Reproduce the data that follows in its entirety, character for character.

───── DATA SUPPLIED ─────

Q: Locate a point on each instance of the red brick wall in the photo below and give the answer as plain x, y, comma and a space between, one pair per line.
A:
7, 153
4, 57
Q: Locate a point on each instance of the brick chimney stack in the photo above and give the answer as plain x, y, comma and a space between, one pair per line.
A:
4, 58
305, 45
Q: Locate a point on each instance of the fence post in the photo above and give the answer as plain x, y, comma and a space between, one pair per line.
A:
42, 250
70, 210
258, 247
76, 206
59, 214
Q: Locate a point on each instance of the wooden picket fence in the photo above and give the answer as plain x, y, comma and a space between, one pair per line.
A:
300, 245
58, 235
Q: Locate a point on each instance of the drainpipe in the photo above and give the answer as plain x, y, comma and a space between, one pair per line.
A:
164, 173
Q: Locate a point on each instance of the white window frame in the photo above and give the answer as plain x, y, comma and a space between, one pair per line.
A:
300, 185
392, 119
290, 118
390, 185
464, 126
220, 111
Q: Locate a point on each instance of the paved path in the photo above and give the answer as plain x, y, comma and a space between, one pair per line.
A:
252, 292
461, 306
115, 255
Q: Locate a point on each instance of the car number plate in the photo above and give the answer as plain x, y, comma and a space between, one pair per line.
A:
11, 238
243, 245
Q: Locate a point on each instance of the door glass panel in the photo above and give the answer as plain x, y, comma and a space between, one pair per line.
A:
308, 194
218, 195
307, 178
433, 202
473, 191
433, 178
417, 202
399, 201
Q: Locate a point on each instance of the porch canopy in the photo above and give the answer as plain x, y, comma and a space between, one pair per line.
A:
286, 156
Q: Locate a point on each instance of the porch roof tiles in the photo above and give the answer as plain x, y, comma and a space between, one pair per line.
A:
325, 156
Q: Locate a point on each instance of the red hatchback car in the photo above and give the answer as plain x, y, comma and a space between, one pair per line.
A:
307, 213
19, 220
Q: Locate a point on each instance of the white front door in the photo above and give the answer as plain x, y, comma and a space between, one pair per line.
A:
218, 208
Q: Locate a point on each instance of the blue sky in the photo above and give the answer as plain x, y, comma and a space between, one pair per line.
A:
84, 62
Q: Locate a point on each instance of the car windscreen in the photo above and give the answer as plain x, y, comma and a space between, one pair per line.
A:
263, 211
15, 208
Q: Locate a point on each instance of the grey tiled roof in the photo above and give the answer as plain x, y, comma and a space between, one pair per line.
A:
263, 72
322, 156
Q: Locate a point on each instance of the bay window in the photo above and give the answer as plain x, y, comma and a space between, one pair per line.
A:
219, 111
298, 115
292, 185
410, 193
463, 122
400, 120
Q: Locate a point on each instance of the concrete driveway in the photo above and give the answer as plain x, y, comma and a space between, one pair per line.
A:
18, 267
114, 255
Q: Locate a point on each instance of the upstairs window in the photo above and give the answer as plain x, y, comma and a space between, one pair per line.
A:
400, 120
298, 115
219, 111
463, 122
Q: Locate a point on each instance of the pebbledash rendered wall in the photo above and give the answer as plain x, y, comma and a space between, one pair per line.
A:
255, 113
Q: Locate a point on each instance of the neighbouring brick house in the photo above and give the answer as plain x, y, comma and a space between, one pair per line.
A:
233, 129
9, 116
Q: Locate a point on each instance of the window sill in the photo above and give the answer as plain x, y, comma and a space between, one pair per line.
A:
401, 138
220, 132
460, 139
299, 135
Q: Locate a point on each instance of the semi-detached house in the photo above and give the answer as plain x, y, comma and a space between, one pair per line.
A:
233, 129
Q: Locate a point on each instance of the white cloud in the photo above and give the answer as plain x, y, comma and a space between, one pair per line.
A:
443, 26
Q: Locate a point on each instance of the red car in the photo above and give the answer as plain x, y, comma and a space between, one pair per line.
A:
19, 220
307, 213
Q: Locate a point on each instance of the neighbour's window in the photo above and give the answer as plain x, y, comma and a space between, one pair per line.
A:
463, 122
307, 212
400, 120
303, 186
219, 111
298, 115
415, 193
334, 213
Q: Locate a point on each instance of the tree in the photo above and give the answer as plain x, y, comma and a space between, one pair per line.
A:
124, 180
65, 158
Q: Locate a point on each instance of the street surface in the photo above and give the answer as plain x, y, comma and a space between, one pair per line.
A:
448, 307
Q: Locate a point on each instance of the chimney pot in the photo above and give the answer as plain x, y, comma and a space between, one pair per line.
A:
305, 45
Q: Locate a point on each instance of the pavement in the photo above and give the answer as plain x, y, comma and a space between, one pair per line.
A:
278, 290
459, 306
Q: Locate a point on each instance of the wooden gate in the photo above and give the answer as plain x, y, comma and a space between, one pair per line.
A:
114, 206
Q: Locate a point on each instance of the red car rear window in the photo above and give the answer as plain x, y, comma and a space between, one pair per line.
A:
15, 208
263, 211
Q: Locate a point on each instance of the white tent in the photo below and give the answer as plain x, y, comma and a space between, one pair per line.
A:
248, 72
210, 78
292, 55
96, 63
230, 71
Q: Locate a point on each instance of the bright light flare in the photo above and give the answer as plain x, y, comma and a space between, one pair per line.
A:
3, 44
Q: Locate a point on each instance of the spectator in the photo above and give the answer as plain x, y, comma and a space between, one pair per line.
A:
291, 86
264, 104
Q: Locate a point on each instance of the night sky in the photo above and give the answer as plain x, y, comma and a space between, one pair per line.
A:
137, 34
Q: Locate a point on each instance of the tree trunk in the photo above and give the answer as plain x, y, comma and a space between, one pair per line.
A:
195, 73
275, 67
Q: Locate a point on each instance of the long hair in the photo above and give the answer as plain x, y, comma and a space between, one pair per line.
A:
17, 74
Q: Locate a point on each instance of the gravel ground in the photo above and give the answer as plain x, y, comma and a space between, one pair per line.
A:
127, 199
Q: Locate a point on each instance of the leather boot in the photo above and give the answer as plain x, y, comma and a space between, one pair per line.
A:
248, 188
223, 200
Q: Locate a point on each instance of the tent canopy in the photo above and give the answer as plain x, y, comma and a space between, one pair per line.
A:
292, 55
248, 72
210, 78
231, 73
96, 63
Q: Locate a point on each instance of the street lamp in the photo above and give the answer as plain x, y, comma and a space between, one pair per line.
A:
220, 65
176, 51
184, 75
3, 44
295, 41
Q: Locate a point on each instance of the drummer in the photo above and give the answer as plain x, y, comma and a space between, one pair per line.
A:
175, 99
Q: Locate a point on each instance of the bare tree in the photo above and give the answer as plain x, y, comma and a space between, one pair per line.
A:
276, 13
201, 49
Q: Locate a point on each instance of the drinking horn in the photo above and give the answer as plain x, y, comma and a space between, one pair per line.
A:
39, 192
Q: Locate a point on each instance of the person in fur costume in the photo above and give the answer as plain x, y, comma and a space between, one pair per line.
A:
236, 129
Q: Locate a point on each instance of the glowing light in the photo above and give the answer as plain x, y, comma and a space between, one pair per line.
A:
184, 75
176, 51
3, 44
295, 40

─────

**RESPONSE TO THE TASK**
Q: Locate a point on each instance of the red brick wall in the photo below and give the answer as plain x, y, comma and a space between, one pair per line.
A:
7, 153
4, 57
Q: Locate a point on each instance of the brick chimney stack in the photo above and give the answer as plain x, y, comma and a space between, one pair per line.
A:
4, 58
305, 45
Q: Locate a point on each instance of the fence post in the photo above and give the answer as plain x, y, comma and a space between, one pair per line.
A:
42, 250
70, 210
258, 247
76, 206
59, 214
Q: Locate a point on each instance of the wooden picket fence in the photo above and give the answer as plain x, y, comma and a space between, one pair per line.
A:
300, 245
58, 235
Q: Locate a point on each instance of the drainpipe in the photo above and give the answer as plain x, y, comma and a space between, one pair per line.
A:
164, 173
Q: Locate a point on each instance of the white window frame in the photo above and give the answer as plain x, y, comma and a space between, one pair per line.
A:
300, 185
392, 119
290, 118
390, 185
464, 126
220, 111
Q: Locate a point on each instance of the paved path in the photo above and give the answer as plain x, y, comma and a space between, one pair per line.
A:
252, 292
461, 306
115, 255
Q: Locate a point on each instance of the car number plate in the photo above and give the answer as plain x, y, comma and a space between, one pair per line.
A:
11, 238
243, 245
Q: Locate a point on each instance of the door glass panel in the photo above and give the answer as plain x, y, comma and a space between, one pair per line.
A:
308, 194
218, 195
307, 178
433, 202
473, 191
433, 178
417, 202
399, 201
Q: Locate a point on each instance of the porch canopy in the photo above and give the answer as plain x, y, comma and a space between, one pair per line.
A:
286, 156
Q: Locate a point on each instance of the porch roof tiles in the photo above and give the answer as plain x, y, comma and a space between, one pair per line.
A:
325, 156
Q: Locate a point on each instance of the red hatchback car in the photo above and give the answer as plain x, y, comma and a space between, one pair per line.
A:
307, 213
19, 220
Q: Locate a point on each instance of the white front door in the photo above and give the answer as plain x, y, comma and a space between, one pair per line.
A:
218, 208
Q: Locate a point on each instance of the blue sky in the photo above and give the answer as plain x, y, comma and a space between, one pair per line.
A:
84, 62
Q: Locate a point on each instance of the car windscreen in the photo above and give the answer as plain x, y, comma and a space between, one pair per line.
A:
263, 211
15, 208
Q: Locate a point on each instance of the grey tiled roof in the photo above and give the answer as plain x, y, comma and a space between, one pair per line.
A:
263, 72
322, 156
Q: Locate a point on each instance of the bay window in the photo above and give the answer as plain x, y, comma and a space between, one pair per line.
A:
219, 111
298, 115
292, 185
410, 193
463, 122
400, 120
Q: Locate a point on each instance of the concrete driveway in the photo above and give the answer as plain x, y, comma and a space between, one pair per line.
A:
18, 267
114, 255
Q: Locate a point on each instance of the upstairs window in the photo above and give the answer as plain x, y, comma and a space between, one pair per line.
A:
400, 120
298, 115
219, 111
463, 122
Q: Locate a point on each instance of the pebbledash rendered wall in the photo above and give the answer as plain x, y, comma and a space between, one pair per line.
A:
255, 113
Q: Locate a point on each instance of the neighbouring brick house in the photo above and give the answer as plain x, y, comma and a space between, one pair per line.
A:
233, 129
9, 116
Q: Locate a point on each instance of the window sill in the photo above and give the answer as plain x, y, comma and a space between, one pair per line.
A:
401, 138
220, 132
460, 139
299, 135
Q: Locate a point on each instance of the semi-detached house in the photo above and give the answer as plain x, y, comma and a space between, one pair per line.
A:
233, 129
Q: Locate a point on each instance of the white cloud in the photo above and give the answer as plain x, y, comma and a space between, one pair per line.
A:
443, 26
Q: Locate a point on each instance of the red car in the photo above and give the answer as plain x, y, comma and a space between, one pair per line.
A:
19, 220
307, 213
Q: Locate a point on each instance of the neighbour's window in the photo above and give the answer as plain x, y, comma and a space between, one pair per line.
A:
463, 122
307, 212
400, 120
303, 186
219, 111
298, 115
415, 193
334, 213
Q: Locate a point on each instance of the tree in the photo above and give the answer as plain x, y, comma and a space between, one pair per line.
A:
124, 180
65, 158
Q: Locate a point on each instance of the street surface in the photo above and give the answer as plain x, y, comma and a space between, one pair per line.
A:
448, 307
Q: Locate a point on each instance of the chimney pot in the photo above and give the answer as plain x, y, comma and a space between, one pair per line.
A:
305, 45
Q: Locate a point on each instance of the pavement in the photo above and give the answer as plain x, y, comma and a space between, one pair per line.
A:
278, 290
459, 306
Q: Locate a point on each instance of the wooden gate in the photo above and give the answer as plain x, y, comma and a space between, one pair per line.
A:
114, 206
Q: Locate a point on each instance of the red car rear window in the photo above and give the answer as plain x, y, comma and a space between, one pair per line.
A:
15, 208
263, 211
Q: Locate a point on each instance of the white tent in the photo below and give the answer as plain x, y, comma and a space between, one pair per line.
A:
248, 72
210, 78
292, 55
96, 63
230, 71
Q: Locate a point on each instance of the bright light flare in the photo above and give the answer as plain x, y, comma and a space between, one pair per line.
A:
3, 44
Q: Locate a point on each instance of the spectator in the photo above and give the answer as plain x, y, comma and a space between, one pair per line.
A:
291, 86
264, 104
Q: Locate a point on each instance of the night sky in the photo above and give the answer as plain x, y, comma and a space between, one pair per line.
A:
137, 34
Q: Locate a point on each instance of the tree trunk in the photo above and give the answer as plain x, y, comma and a space between, one pair per line.
A:
195, 73
275, 67
Q: Locate a point on each instance of the long hair in the photo above and give the answer as plain x, y, comma and a space between, one pair per line.
A:
17, 74
Q: Locate a point on each instance of the gravel ground in the photo above and give the answer as plain x, y, comma and a space between, one pair per line.
A:
127, 199
Q: Locate a point on each instance of the leather boot in the photo above and give the answer as plain x, y, comma and a space between, one pair per line.
A:
248, 188
223, 200
Q: Locate a point on each instance of the tent canopy in the photo above and give the answer as plain x, y, comma and a space between, one pair per line.
A:
292, 55
248, 72
210, 78
231, 73
96, 63
Q: Locate a point on each instance of the street lamp in the photo above and give the answer as plain x, y, comma and a space between, one pair per line.
A:
220, 65
176, 51
184, 75
3, 44
295, 41
Q: Locate a point on each instance of the drummer in the photo above and give the answer as plain x, y, comma and a space between, one pair per line.
A:
175, 99
Q: Locate a point on each instance of the bare tree in the photo above and give the answer as plain x, y, comma and a space between, one pair per line.
A:
276, 13
201, 49
Q: Locate a point on each instance of the drinking horn in the photo above and give the answer as plain x, y, comma and a space between, one pair per line.
A:
39, 192
Q: Locate a point on each instance of the person in fur costume in the photo above and give the answer as plain x, y, comma and a space between, one pair per line.
A:
236, 129
Q: Locate a point on each instance of the glowing light in the photo above and give the answer as plain x, y, comma and a space between, one pair per line.
A:
184, 75
176, 51
3, 44
295, 40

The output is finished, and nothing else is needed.